TEXT SHOWN
▽

Book Review

Antler, Touch Each Other, Kanona, NY: FootHills Publishing, 2013

by Charles Rossiter

Mentored and encouraged by Allen Ginsberg, Antler has appeared with major Beat writers on panels and at symposia around the country and internationally.  He is one of Wisconsin's most widely recognized and highly regarded poets who travels widely giving readings and workshops, and he served as Milwaukee poet laureate, 2002-2003.  Yet, he has not published a book since his Selected Poems from Soft Skull Press back in 2000.  Therefore, it is especially good to have this new work in hand.

I appreciate the poems in Touch Each Other, in part, because I appreciate Antler's varied interests.  As he notes on his website, he is an “explorer of wilderness without and within.”  As a poet of wonder he is drawn to metaphysical questions, the answers to which we can only guess because, by definition, the answers are not empirically verifiable.  What, he asks in one poem,  does a baby know before it is born and what might we know after we're dead?  In another he asserts that

A baby inside its mother
          doesn't have to believe
        it's inside its mother
           to be born.

△

INFORMATION SHOWN

▽

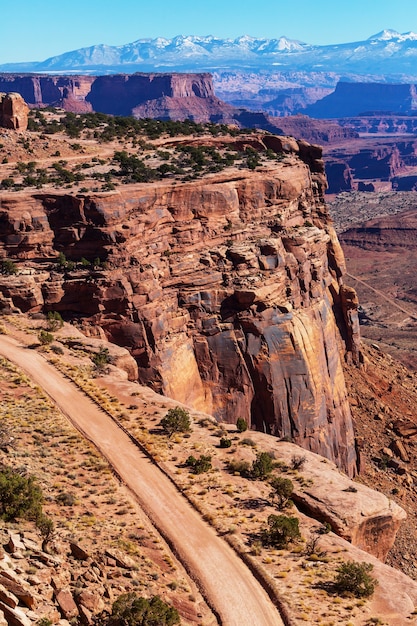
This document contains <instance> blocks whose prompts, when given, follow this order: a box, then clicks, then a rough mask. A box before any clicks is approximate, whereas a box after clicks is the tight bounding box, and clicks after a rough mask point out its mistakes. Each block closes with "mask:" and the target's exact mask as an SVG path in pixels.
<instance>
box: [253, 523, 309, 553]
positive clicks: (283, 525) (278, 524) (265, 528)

△

CHECK YOUR UNDERSTANDING
A. According to the book review, during which years did Antler serve as Milwaukee poet laureate?
B. List every person named in the book review.
C. Continue the book review of Touch Each Other, picking up after its last line.

ANSWERS BY TASK
A. 2002-2003

B. Antler, Charles Rossiter, Allen Ginsberg

C.
In fact, he goes on to say, a baby doesn't have to believe in anything to be born.  Birth happens—one night in the womb, the next night nursing in its mother's arms.  Considering death he asserts:  “you get used to it” (after the first night like a kid at camp who makes new friends and stops being homesick).

He is also outspoken on social issues, against war and for gay rights, in poems such as “Don't Ask Don't Tell” and “Keepers of the Flame vs. Keepers of the Blowjob.”  His utopian idealism is on display in “Redressing the Balance” (which appeared in Verse Wisconsin Online #110).  In that poem he depicts a world with too much emphasis on “selling one's time,” “speed at all costs,” and “planned obsolescence” echoing concerns addressed in his great long poem, “Factory.”  In “Prove to Me” he asks:

Why can't I fill my cart with food
          and after the girl rings up my bill
         give her a pine cone?

Sometimes, as in this poem, there is a delightful yin-yang quality.  A serious issue is addressed, but with a twinkle in the eye.

Stepping back from specific poems and issues, one can see Antler's as a life-loving consciousness in a constant state of wonder—observing, learning and making connections—a serious poet with a light touch.  It is not uncommon for his connections with the natural world to reach into the spiritual.  Starting with the observation that a baby robin consumes 14 feet of earthworms a day he reaches the point of wonder at the beauty of robin song and asks:

How many worms
      do I need to eat
             every day
     before I can fly and sing?”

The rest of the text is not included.